◆ **Task statement**:
Please repeat the material from the line containing "Would you be able to point to the green foliage" through the end of the material, both included, and add 96 to each number in the answer coordinates. Reproduce only those lines, keeping their requests unchanged.

* START Material for this exercise *

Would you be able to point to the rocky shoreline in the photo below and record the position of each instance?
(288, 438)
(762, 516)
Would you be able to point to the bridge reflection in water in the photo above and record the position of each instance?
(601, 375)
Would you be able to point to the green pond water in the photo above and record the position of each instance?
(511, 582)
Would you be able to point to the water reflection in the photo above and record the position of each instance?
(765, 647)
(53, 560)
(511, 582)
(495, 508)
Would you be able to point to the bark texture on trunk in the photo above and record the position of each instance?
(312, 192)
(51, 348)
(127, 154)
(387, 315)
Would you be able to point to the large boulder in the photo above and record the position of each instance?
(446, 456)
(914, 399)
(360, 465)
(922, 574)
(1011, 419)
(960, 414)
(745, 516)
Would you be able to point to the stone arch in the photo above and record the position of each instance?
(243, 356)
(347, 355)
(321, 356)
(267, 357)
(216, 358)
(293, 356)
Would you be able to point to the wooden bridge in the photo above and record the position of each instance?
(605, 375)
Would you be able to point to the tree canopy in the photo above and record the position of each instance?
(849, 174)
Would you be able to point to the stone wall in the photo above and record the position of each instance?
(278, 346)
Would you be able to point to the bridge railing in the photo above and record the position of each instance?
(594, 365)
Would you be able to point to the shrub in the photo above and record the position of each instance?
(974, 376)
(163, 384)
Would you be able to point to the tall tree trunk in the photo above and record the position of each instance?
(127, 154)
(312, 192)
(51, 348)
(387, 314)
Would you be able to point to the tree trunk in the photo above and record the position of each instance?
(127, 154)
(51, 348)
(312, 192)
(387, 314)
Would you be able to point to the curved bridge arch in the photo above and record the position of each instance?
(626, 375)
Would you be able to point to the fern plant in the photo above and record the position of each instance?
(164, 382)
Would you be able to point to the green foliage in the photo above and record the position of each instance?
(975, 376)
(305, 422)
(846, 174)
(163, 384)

* END Material for this exercise *

◆ **Final result**:
Would you be able to point to the green foliage in the photo above and record the position of each instance?
(1071, 472)
(401, 518)
(942, 270)
(259, 480)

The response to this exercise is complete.